УСЛОВИЕ ЗАДАЧИ
Ответьте по отрывку из воспоминаний:
(а) На каком бульваре в Париже находилось ателье Бакста?
(б) Чьими картинами Кустодиев собирался насладиться в берлинском музее накануне операции?
(в) Где Кустодиев провел почти год до операции?

====== ПРИВЕДЁННЫЙ ОТРЫВОК ======

Воспоминания — страница 88 из 91

Год назад, после десятилетнего перерыва, я наконец снова встретился с ним в Париже. В маленьком ресторане, а потом часто у него, в его чудесном ателье на бульваре Малерб, со мной был опять наш прежний Бакст. Припоминаю, как он неистово ругал футуристов, много и забавно рассказывал про Америку, жаловался на усталость от вечного круга заказов и хотел слышать мнение старого друга о своих последних работах…

Часто говорят о «преждевременной» смерти. И именно смерть художника, музыканта и поэта мучает всегда этой мыслью, мыслью о тех произведениях, которые с ними умерли, не родившись. На моей памяти так было, когда во цвете лет умер Серов, погиб гениальный Чюрленис и только что расцветший в своем таланте Нарбут. Бакст, конечно, далеко не дал всего, что мог дать его исключительный художественный дар. Его «знаменитость» была его трагедией. Вспоминаю последнюю встречу с ним и его слова о том, что нет времени отдаться тому, что он хочет. И слава обязывала: Бакст уже должен был оставаться Бакстом. А между тем многие вещи, которые были известны, может быть, только его друзьям, говорили о его неожиданных обещаниях[910].


Кустодиев

В 1913 г., осенью, я получил открытку от Кустодиева из Берлина. «Завтра ложусь под нож — будет операция, и я не знаю, останусь ли жив. Сегодня иду в „Kaiser Friedrich Museum“ насладиться, может быть, последний раз Веласкезом и нашим любимым Вермеером».

Операция была страшная. Два года он очень страдал от таинственных болей шеи и рук, провел почти год в горах, в швейцарском санатории, на подлинном «прокрустовом ложе», где ему варварски вытягивали шею, — и все напрасно. Но операция удалась — о ней писали в медицинских журналах: надо было вскрыть шейный позвонок и удалить опухоль на спинном мозге. Все эти мучения были лишь началом страданию всю его остальную жизнь — все последующие шестнадцать лет; потому что были еще две операции, такие же жестокие, и последняя привела к тому, что он был спасен для душевной жизни, но пришлось в силу каких-то хирургических соображений пожертвовать ногами, и, полупарализованный, он был уже пригвожден к креслу до конца жизни.

====== ИСХОДНЫЕ ДАННЫЕ ======

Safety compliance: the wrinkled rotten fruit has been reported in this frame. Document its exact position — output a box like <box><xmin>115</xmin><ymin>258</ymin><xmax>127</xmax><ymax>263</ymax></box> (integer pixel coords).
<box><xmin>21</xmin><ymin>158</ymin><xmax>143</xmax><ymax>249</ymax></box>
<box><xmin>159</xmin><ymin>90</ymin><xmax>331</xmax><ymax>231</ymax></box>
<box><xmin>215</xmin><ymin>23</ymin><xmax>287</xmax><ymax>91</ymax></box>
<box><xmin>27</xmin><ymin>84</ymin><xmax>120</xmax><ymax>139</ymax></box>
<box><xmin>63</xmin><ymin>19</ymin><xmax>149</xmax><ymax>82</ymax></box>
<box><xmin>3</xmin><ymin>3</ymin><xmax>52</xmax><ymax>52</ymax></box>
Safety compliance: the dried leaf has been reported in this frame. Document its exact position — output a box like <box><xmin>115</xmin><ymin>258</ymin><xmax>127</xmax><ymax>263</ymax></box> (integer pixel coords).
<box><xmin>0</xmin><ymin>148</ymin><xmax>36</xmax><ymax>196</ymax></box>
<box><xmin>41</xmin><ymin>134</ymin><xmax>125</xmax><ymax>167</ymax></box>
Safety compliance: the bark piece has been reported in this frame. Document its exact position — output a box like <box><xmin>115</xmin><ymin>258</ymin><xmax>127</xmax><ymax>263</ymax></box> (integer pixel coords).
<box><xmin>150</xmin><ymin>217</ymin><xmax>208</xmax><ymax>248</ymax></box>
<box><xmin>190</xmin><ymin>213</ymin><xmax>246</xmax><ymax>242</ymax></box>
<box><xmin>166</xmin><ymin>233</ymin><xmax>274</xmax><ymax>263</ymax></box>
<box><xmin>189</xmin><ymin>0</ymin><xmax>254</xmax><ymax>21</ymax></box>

======

РЕШЁННОЕ ЗАДАНИЕ
(а) На бульваре Малерб.
(б) Картинами Веласкеза и Вермеера.
(в) В горах, в швейцарском санатории.